### Exercise objective
Print the listing below again from the line that contains "Q: Give the pixel coordinates of a point on the pump" onward, keeping every line exact and leaving out the lines before it.

### Excerpted records

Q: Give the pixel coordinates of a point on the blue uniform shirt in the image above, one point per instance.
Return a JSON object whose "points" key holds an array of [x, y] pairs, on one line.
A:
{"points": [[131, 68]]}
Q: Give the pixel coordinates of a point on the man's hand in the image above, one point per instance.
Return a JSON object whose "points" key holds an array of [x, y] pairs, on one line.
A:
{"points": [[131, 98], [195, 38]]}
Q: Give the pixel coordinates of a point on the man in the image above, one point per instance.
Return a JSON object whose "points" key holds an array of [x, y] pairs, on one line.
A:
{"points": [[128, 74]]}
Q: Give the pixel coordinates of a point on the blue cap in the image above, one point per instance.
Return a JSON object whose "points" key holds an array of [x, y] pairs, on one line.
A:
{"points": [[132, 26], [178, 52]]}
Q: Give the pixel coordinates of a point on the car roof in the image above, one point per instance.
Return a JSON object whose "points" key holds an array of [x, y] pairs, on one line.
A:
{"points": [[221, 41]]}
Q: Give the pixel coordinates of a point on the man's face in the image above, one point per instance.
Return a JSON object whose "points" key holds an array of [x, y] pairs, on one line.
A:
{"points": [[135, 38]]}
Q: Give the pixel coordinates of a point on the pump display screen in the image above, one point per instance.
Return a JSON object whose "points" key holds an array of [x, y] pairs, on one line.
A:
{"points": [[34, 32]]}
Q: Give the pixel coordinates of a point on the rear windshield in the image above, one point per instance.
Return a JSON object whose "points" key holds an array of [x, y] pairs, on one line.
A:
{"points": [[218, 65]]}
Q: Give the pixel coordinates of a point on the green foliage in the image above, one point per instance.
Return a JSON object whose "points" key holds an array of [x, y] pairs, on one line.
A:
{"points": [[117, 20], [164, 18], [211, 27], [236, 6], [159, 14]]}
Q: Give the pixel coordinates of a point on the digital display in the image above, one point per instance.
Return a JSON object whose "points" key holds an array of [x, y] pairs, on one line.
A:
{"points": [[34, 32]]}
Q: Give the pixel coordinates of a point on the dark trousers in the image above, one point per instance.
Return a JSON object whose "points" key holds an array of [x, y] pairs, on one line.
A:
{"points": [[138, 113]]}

### Reply to the exercise
Q: Give the pixel coordinates of a point on the pump display screen in the image above, one point per instance.
Return a JSON object whose "points" key holds an array of [x, y] pairs, on one line.
A:
{"points": [[34, 32]]}
Q: Give the pixel coordinates of a point on the rear windshield in the image above, one point per instance.
Return a JSON object whose "points" key holds an array of [x, y] pairs, on one line.
A:
{"points": [[218, 65]]}
Q: Give the pixel coordinates of a point on the green foliage in the image above, one point per instance.
Return a JSON object whose "points" key holds an array of [x, y] pairs, on one line.
A:
{"points": [[117, 20], [164, 18], [211, 27], [236, 6], [159, 14]]}
Q: Give the pixel coordinates of a point on the digital display in the image above, one point per instance.
Return a JSON object whose "points" key holds an array of [x, y] pairs, on one line.
A:
{"points": [[34, 32]]}
Q: Give the pixel coordinates of a point on the dark trousers in the image above, one point per instance.
Return a JSON object whose "points" key holds an array of [x, y] pairs, on one line.
A:
{"points": [[138, 113]]}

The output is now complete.